What to produce:
Answer these questions using the news brief:
(a) What growth rate does the German government now expect for this year and next?
(b) On what date is the UK budget due?
(c) By how much did Wall Street stocks fall on their worst day in at least eight months?

Text block:

LONDON (Reuters) - IMF chief Christine Lagarde stepped up warnings on the perils of trade and currency wars at the Fund's annual meeting in Bali overnight, describing them as a lose-lose for all concerned.
That may be confirmed in the updated growth forecasts for Germany due to be released this morning, which according to leaks to Reuters will be downgraded.
The government now expects the economy to grow by just 1.8 percent this year and next, down from previous predictions of 2.3 percent and 2.1 percent respectively. It views an escalation in the global trade dispute as the main risk for the future of the economy.
As European Union chief negotiator Michel Barnier calls for a big push on Brexit talks at next week's summit, the Northern Ireland DUP is threatening to vote down next year's UK budget if its red lines on the Irish border question are crossed.
Despite Downing Street attempts to play down the significance of such a defeat, budget votes have traditionally been seen as votes of confidence in the government. The budget is due on October 29.
MARKETS AT 0655 GMT
Without any obvious news trigger on the day at least, Wall Street stocks had their worst day in at least eight months with losses of more than 3 percent, the tech-laden Nasdaq had its biggest drop in more two years and volatility gauges surged.

(A run of records)
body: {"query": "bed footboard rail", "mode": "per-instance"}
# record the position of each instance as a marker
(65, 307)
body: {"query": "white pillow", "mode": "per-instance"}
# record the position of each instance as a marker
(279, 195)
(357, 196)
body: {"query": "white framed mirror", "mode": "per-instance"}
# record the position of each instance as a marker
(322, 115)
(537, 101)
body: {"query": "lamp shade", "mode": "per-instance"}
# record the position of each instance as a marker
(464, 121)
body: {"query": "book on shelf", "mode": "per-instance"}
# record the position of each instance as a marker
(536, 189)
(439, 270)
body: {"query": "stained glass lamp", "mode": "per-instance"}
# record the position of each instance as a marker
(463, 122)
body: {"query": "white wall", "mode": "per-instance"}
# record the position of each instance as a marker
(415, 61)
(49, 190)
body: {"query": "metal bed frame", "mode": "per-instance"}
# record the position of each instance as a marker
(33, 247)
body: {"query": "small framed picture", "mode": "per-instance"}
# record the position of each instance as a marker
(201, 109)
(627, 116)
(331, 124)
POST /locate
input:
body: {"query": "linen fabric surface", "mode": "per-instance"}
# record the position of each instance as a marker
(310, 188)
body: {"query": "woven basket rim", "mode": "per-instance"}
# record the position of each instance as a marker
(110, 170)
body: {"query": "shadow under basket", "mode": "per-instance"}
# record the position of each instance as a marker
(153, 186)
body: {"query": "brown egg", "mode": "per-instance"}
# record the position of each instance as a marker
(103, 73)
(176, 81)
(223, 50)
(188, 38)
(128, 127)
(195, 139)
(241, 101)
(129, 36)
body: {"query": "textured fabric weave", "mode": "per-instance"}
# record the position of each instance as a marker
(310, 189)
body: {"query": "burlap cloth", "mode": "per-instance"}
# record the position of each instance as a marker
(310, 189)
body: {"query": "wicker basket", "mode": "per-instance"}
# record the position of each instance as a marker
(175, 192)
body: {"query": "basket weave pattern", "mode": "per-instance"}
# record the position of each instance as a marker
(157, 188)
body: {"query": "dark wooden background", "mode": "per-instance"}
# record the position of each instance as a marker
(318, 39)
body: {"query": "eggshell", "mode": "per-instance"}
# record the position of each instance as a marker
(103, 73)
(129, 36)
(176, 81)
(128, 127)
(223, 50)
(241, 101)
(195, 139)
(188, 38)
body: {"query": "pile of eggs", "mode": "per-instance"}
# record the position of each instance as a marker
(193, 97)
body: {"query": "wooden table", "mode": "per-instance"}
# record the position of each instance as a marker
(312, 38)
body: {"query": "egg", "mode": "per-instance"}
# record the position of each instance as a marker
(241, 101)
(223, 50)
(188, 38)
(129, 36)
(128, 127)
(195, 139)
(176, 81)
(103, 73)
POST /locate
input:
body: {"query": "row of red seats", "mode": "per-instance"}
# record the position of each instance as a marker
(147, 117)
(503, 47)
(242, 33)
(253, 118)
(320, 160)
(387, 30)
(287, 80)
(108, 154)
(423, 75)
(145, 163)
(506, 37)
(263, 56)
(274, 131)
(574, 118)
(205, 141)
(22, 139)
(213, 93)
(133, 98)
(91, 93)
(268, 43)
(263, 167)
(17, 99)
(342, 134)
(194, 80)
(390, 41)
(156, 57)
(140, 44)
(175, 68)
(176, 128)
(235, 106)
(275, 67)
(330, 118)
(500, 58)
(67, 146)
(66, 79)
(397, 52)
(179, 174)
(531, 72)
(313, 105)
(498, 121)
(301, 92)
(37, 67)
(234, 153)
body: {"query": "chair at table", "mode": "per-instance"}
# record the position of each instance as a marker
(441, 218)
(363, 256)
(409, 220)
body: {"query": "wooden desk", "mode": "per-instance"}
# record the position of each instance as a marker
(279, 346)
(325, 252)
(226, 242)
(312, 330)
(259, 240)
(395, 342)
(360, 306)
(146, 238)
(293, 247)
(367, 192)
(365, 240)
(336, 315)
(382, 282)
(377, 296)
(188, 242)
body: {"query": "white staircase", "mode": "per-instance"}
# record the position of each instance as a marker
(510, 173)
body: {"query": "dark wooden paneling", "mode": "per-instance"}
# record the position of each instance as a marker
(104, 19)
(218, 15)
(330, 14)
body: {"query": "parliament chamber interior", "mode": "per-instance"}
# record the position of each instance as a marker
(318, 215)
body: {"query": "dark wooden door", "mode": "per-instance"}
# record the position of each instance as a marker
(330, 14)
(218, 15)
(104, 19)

Task answer:
(a) 1.8 percent
(b) October 29
(c) More than 3 percent